**TEXTO FORNECIDO**
- - -

Verissimo é nosso guia turístico por escrito. A intenção de fazer o leitor viajar fica transparente no prefácio “Aviso pregado à porta” cujo título aparece apenas no datiloscrito e foi excluído da primeira edição publicada em 1969. Escreve Erico:
Quis uma vez mais fazer o leitor viajar comigo, metido na minha pele, vendo e entendendo (ou não) pessoas, lugares e coisas através de meus sentidos e de meus pontos de referência psicológicos.
E consegue.
Como um “pintor frustrado, enamorado de formas e cores”, ele apresenta “pinturas verbais” das impressões da viagem em “sumárias aquarelas”, algumas apenas esboçadas em preto e branco. Para dar uma ideia da mão pictórica do gaúcho, reproduzo um pequeno trecho:
M. experimenta uma laranja israelense. Mordo com mais reverência lúdica do que gula uma das maçãs. (...) M. está um pouco assustada ante este itinerário geográfico-social. Teremos quase todos os dias ocupados da manhã à noite. Folheando o gordo programa, escrito em português e hebraico, ficamos a nos perguntar se tal ou qual coisa “vale a pena”. Deitamo-nos. Abro o volume das poesias completas de Fernando Pessoa, o único livro que trouxe comigo. O poeta responde à nossa pergunta:
tudo vale a pena
se a alma não é pequena
Apago a luz, fecho o livro e os olhos, e concluo que sábio é o turista que viaja com bagagem pequena e alma grande.
Faço um arco entre os séculos: no prefácio da edição publicada pela Companhia das Letras em 2010, Bernardo Kucinsky se pergunta “como Erico consegue guardar tantas minúcias, diálogos e nuances de cenários se não manteve, como revela, um diário de viagem”.
A dúvida de Kucinsky seria também a minha, não fosse o acervo de Verissimo sob a guarda do IMS. Estaríamos ambos influenciados por uma pista ambígua de Erico, ao afirmar que “durante a viagem nem sequer mantive um diário regular. Limitei-me a fazer uma caderneta, vez que outra, notas e desenhos apressados”.
O diminutivo -eta passa a ideia modesta, para não dizer equivocada, daquilo que, de fato, é o caderno da viagem a Israel.

- - -

**INSTRUÇÃO 1**
Responda às perguntas sobre o texto acerca de Erico Verissimo:
(a) Em que ano saiu a primeira edição publicada?
(b) Que livro Erico diz ter sido o único que levou consigo?
(c) Quem escreveu o prefácio da edição publicada pela Companhia das Letras em 2010?
**INSTRUÇÃO 2**
Reproduza fielmente o trecho do texto acerca de Erico Verissimo, começando em "Verissimo é nosso" e terminando em "de referência psicológicos.".
**INSTRUÇÃO 3**
Quais são todas as expressões entre aspas na frase do texto acerca de Erico Verissimo que começa com "Como um"?

[Dados de anotação de imagens]
- - -

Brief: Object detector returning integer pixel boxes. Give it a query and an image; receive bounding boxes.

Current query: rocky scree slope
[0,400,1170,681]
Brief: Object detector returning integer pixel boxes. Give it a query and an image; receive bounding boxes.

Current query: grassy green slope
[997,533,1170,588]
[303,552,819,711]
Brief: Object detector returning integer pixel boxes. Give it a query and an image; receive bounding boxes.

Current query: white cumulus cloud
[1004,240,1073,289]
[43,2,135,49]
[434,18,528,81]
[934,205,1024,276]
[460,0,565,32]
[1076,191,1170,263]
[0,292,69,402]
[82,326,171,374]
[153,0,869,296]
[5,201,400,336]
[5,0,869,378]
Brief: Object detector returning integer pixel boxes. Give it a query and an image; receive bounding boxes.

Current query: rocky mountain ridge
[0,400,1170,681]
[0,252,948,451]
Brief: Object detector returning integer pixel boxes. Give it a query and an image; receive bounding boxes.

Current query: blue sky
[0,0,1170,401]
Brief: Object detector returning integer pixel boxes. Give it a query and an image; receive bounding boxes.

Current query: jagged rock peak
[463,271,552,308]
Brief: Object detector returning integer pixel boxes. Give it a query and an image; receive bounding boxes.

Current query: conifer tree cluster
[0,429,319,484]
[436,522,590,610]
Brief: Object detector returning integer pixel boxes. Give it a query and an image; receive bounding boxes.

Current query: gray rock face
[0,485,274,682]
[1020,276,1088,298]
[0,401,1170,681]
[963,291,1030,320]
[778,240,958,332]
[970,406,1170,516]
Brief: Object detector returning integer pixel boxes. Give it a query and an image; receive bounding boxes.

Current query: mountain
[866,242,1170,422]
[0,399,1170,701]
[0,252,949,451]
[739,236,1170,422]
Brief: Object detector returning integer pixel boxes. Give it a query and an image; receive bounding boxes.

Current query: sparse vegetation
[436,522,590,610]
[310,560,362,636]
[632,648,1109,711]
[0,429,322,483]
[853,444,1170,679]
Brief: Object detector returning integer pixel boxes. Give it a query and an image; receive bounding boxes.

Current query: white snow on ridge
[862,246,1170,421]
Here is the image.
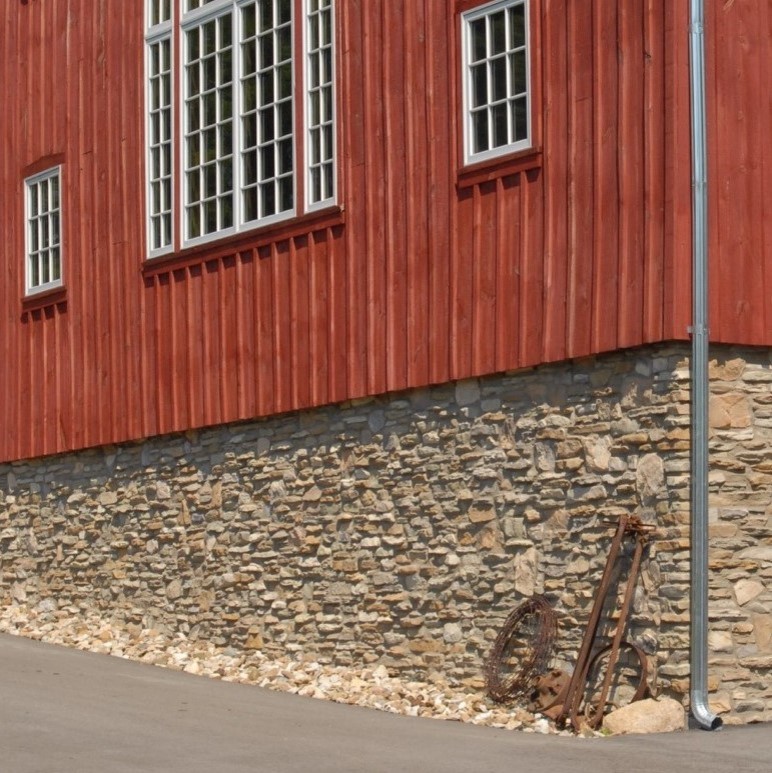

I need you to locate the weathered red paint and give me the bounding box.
[0,0,772,460]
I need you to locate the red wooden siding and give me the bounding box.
[0,0,772,459]
[706,0,772,345]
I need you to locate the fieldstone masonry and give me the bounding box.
[0,345,772,722]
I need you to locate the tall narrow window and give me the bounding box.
[147,0,173,255]
[25,167,62,294]
[183,13,233,239]
[306,0,335,208]
[146,0,336,257]
[462,0,531,163]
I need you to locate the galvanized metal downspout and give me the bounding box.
[689,0,722,730]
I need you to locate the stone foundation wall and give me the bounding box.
[0,346,772,721]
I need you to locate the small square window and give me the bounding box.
[461,0,531,164]
[24,167,62,295]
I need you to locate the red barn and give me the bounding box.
[0,0,772,721]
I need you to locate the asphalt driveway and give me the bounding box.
[0,635,772,773]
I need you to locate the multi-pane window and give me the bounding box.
[306,0,335,207]
[147,0,335,257]
[147,0,173,255]
[462,0,531,163]
[24,167,62,293]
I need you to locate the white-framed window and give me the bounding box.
[305,0,335,209]
[146,0,336,257]
[461,0,532,164]
[24,166,62,295]
[145,0,174,256]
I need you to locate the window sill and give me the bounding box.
[456,147,542,189]
[142,206,345,277]
[21,286,67,311]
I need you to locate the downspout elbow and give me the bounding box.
[690,689,724,730]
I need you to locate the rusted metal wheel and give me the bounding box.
[485,596,557,703]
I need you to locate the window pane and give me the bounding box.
[488,11,507,56]
[469,18,488,62]
[472,62,488,107]
[512,97,528,140]
[472,109,488,153]
[491,104,509,148]
[509,5,525,48]
[509,51,528,94]
[490,56,507,102]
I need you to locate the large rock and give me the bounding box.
[603,698,686,735]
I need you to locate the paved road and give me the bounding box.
[0,636,772,773]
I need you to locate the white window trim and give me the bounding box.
[302,0,338,212]
[175,0,298,249]
[461,0,533,166]
[24,165,64,297]
[144,0,339,260]
[144,0,177,258]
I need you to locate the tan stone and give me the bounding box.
[753,614,772,652]
[469,499,496,523]
[708,631,734,652]
[709,521,738,539]
[710,392,753,429]
[603,698,686,735]
[635,454,665,504]
[708,692,732,714]
[734,580,764,606]
[515,548,536,596]
[709,357,745,381]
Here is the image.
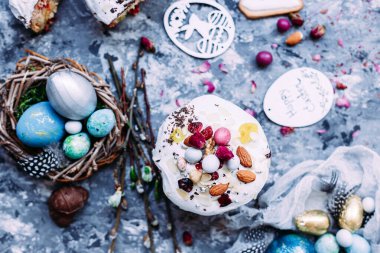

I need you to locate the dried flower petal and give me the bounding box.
[202,79,215,93]
[141,37,156,53]
[311,54,321,62]
[280,126,294,136]
[335,81,347,90]
[219,63,228,74]
[191,61,211,74]
[335,95,351,109]
[338,39,344,47]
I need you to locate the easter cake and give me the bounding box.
[153,95,271,216]
[9,0,59,33]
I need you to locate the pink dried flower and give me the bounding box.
[335,95,351,109]
[191,61,211,74]
[311,54,321,62]
[219,63,228,74]
[280,126,294,136]
[251,80,257,94]
[335,81,347,90]
[140,37,156,53]
[202,79,215,93]
[338,39,344,47]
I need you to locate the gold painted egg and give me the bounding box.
[338,195,364,232]
[295,210,330,235]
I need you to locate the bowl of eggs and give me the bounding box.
[0,51,127,182]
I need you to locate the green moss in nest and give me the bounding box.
[15,85,47,119]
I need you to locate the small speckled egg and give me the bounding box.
[346,234,371,253]
[87,109,116,138]
[227,156,240,171]
[214,127,231,146]
[185,148,202,164]
[362,197,375,213]
[202,155,220,173]
[65,120,82,134]
[16,102,65,148]
[336,229,352,248]
[63,133,91,160]
[314,233,339,253]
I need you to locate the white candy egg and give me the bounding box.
[202,155,220,173]
[336,229,353,248]
[65,121,82,134]
[362,197,375,213]
[185,148,202,164]
[227,156,240,171]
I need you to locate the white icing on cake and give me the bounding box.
[153,95,270,216]
[240,0,300,12]
[9,0,38,28]
[86,0,135,25]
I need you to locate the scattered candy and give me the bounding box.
[310,25,326,40]
[277,18,292,33]
[336,229,353,248]
[256,51,273,68]
[362,197,375,213]
[214,127,231,146]
[202,155,220,173]
[185,148,202,164]
[227,156,240,171]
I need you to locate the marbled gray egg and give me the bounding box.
[46,70,97,120]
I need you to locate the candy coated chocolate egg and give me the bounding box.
[362,197,375,213]
[266,234,315,253]
[63,133,91,160]
[227,156,240,171]
[16,102,65,148]
[87,109,116,138]
[202,155,220,173]
[314,233,339,253]
[185,148,202,164]
[46,70,97,120]
[346,234,371,253]
[336,229,353,248]
[65,121,82,134]
[214,127,231,146]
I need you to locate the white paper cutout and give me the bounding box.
[164,0,235,59]
[264,68,334,127]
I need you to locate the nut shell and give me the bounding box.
[209,184,229,196]
[236,146,252,168]
[236,170,256,183]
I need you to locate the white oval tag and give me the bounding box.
[164,0,235,59]
[264,68,334,127]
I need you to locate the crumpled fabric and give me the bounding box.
[226,146,380,253]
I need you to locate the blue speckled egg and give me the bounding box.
[16,102,65,148]
[63,133,91,160]
[266,234,315,253]
[346,234,371,253]
[87,109,116,138]
[314,233,339,253]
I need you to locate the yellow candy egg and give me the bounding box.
[170,128,186,143]
[239,123,259,144]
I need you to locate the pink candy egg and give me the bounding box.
[214,127,231,146]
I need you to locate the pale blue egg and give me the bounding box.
[314,233,339,253]
[346,234,371,253]
[266,234,315,253]
[87,109,116,138]
[16,102,65,148]
[63,133,91,160]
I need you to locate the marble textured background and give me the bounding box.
[0,0,380,253]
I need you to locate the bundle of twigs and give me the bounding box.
[0,50,127,182]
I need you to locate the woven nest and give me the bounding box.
[0,50,126,183]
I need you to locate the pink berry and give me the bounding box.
[214,127,231,146]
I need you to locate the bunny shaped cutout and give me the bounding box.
[164,0,235,59]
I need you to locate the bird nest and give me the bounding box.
[0,50,127,183]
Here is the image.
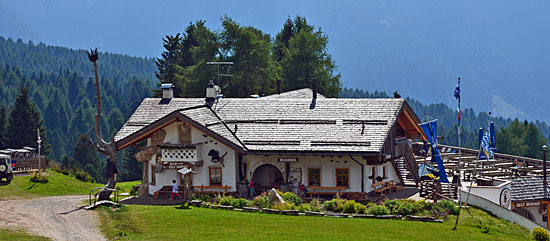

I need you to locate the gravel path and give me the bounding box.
[0,196,106,241]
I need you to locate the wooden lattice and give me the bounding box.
[162,148,197,161]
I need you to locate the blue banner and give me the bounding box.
[420,120,449,182]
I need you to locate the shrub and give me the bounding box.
[367,205,390,216]
[342,200,358,213]
[323,199,338,211]
[414,199,434,216]
[309,198,322,212]
[436,200,458,215]
[532,227,550,241]
[31,172,48,183]
[73,169,94,182]
[250,193,271,208]
[334,199,346,212]
[271,202,296,210]
[193,193,212,202]
[355,203,367,214]
[220,196,234,206]
[281,192,302,206]
[384,200,401,214]
[231,198,250,208]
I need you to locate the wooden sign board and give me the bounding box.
[279,157,298,162]
[163,162,189,169]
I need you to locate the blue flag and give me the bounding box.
[481,124,494,160]
[420,120,449,182]
[455,77,460,99]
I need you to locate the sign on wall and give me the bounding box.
[513,201,540,208]
[163,162,188,169]
[279,157,298,162]
[500,188,512,208]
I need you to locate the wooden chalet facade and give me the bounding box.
[115,89,425,199]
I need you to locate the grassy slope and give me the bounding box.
[99,205,530,241]
[0,171,102,198]
[0,171,139,240]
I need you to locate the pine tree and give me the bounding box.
[4,85,50,155]
[120,146,143,181]
[73,133,105,183]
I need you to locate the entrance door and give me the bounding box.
[252,164,283,193]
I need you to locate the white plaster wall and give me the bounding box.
[148,123,237,195]
[521,204,547,227]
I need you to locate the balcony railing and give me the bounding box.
[160,144,202,162]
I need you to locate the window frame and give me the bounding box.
[334,168,349,188]
[178,122,192,145]
[150,165,157,186]
[208,167,223,186]
[307,167,321,187]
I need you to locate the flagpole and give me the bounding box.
[451,77,462,230]
[466,112,491,209]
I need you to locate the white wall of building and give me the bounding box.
[243,155,400,192]
[148,123,237,195]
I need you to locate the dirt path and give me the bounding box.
[0,196,106,241]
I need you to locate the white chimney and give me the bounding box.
[160,83,174,99]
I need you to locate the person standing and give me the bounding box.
[249,179,256,197]
[170,180,180,199]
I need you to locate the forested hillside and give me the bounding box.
[0,37,153,168]
[0,36,156,83]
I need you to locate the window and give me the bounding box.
[178,123,191,144]
[151,166,157,186]
[209,167,222,186]
[307,168,321,186]
[336,168,349,187]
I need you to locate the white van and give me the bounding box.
[0,154,13,183]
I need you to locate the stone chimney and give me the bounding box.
[160,83,174,99]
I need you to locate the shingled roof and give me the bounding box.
[510,177,550,202]
[260,88,326,99]
[115,89,420,153]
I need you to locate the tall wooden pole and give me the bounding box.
[87,49,118,200]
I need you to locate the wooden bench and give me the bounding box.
[307,186,349,198]
[153,186,184,198]
[372,181,394,193]
[194,186,231,194]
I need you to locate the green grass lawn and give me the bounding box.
[98,205,531,241]
[0,171,102,198]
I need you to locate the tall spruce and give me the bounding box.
[120,146,143,182]
[279,16,342,97]
[153,33,182,97]
[4,85,50,155]
[73,133,105,183]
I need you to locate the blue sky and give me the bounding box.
[0,0,550,120]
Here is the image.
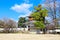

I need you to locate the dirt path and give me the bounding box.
[0,34,60,40]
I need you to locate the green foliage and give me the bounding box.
[18,17,26,26]
[31,5,48,21]
[34,21,45,29]
[30,5,48,29]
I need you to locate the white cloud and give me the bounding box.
[10,3,33,16]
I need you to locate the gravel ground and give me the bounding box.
[0,33,60,40]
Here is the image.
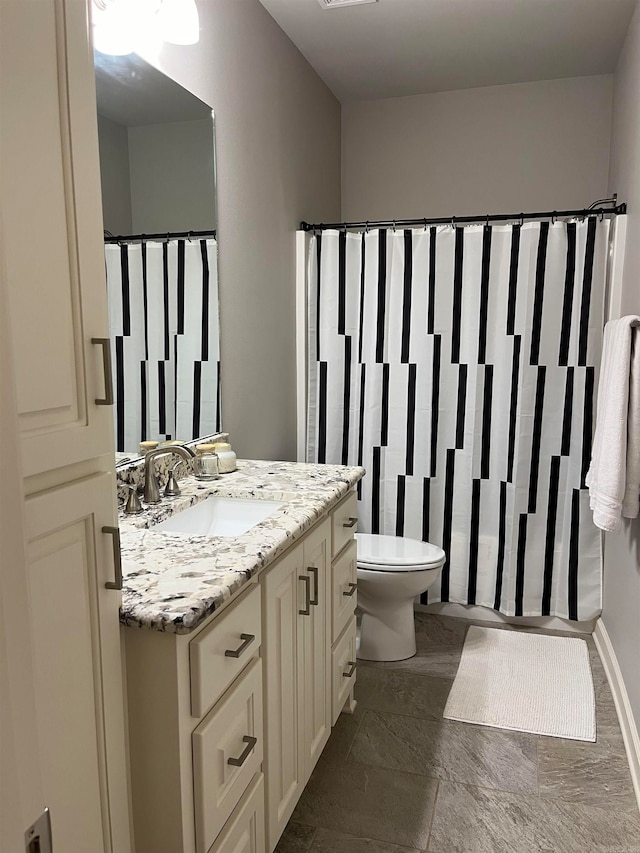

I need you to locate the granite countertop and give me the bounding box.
[119,460,365,634]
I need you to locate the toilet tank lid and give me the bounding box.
[356,533,445,566]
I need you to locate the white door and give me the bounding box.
[25,473,129,853]
[298,519,331,784]
[0,0,131,853]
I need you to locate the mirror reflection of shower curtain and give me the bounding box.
[105,239,220,452]
[307,217,610,619]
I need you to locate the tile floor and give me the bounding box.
[276,613,640,853]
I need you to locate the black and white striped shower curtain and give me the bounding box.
[105,239,220,452]
[307,217,610,619]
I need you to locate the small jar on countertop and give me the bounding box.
[140,441,160,456]
[213,441,238,474]
[193,444,220,480]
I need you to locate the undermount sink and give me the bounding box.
[152,496,284,536]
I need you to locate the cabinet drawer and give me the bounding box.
[192,659,263,853]
[331,616,356,726]
[331,542,358,643]
[209,773,266,853]
[331,492,358,557]
[189,584,262,717]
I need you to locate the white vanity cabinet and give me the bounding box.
[262,519,331,850]
[123,493,356,853]
[123,582,264,853]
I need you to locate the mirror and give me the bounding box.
[94,51,220,461]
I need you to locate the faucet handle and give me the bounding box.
[164,462,182,498]
[124,486,144,515]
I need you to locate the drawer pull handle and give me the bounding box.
[298,575,311,616]
[224,634,256,658]
[227,735,258,767]
[307,566,320,607]
[91,338,113,406]
[342,583,358,598]
[102,526,122,590]
[342,660,357,678]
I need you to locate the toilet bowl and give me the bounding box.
[356,533,445,661]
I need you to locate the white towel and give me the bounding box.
[586,315,640,531]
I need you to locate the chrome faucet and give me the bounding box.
[142,444,196,504]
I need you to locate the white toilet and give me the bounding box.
[356,533,445,661]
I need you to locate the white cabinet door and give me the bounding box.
[261,546,304,850]
[25,474,130,853]
[298,519,331,784]
[0,0,113,477]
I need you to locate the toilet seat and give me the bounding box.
[356,533,445,572]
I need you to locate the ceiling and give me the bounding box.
[94,51,211,127]
[260,0,637,102]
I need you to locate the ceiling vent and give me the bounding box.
[318,0,378,9]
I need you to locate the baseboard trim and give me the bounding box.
[593,619,640,809]
[414,601,596,634]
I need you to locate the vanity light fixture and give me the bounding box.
[318,0,379,9]
[93,0,200,56]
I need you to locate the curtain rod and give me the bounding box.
[104,230,217,243]
[300,204,627,231]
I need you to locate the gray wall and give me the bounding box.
[138,0,340,459]
[98,115,133,234]
[602,0,640,725]
[128,118,216,234]
[342,76,612,220]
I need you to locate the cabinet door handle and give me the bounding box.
[298,575,311,616]
[307,566,320,607]
[102,527,122,589]
[224,634,256,658]
[342,660,357,678]
[227,735,258,767]
[91,338,113,406]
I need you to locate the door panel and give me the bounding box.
[0,0,113,476]
[262,547,304,850]
[25,474,130,853]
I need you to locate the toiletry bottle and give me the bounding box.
[193,444,220,480]
[213,441,238,474]
[140,441,158,456]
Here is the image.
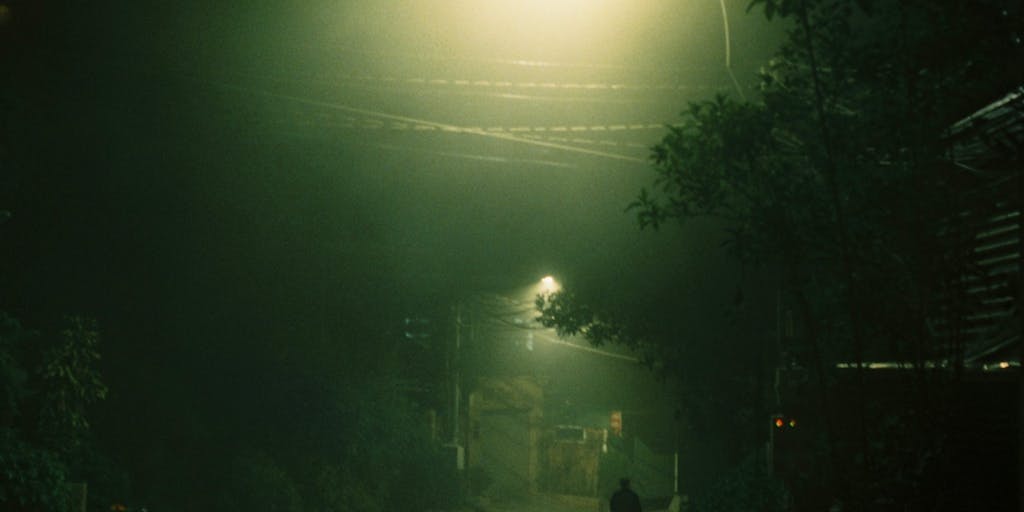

- - -

**RESPOSTA COMPLETA 1**
(a) 1969.
(b) O volume das poesias completas de Fernando Pessoa.
(c) Bernardo Kucinsky.

**RESPOSTA COMPLETA 2**
Verissimo é nosso guia turístico por escrito. A intenção de fazer o leitor viajar fica transparente no prefácio “Aviso pregado à porta” cujo título aparece apenas no datiloscrito e foi excluído da primeira edição publicada em 1969. Escreve Erico:
Quis uma vez mais fazer o leitor viajar comigo, metido na minha pele, vendo e entendendo (ou não) pessoas, lugares e coisas através de meus sentidos e de meus pontos de referência psicológicos.

**RESPOSTA COMPLETA 3**
“pintor frustrado, enamorado de formas e cores”
“pinturas verbais”
“sumárias aquarelas”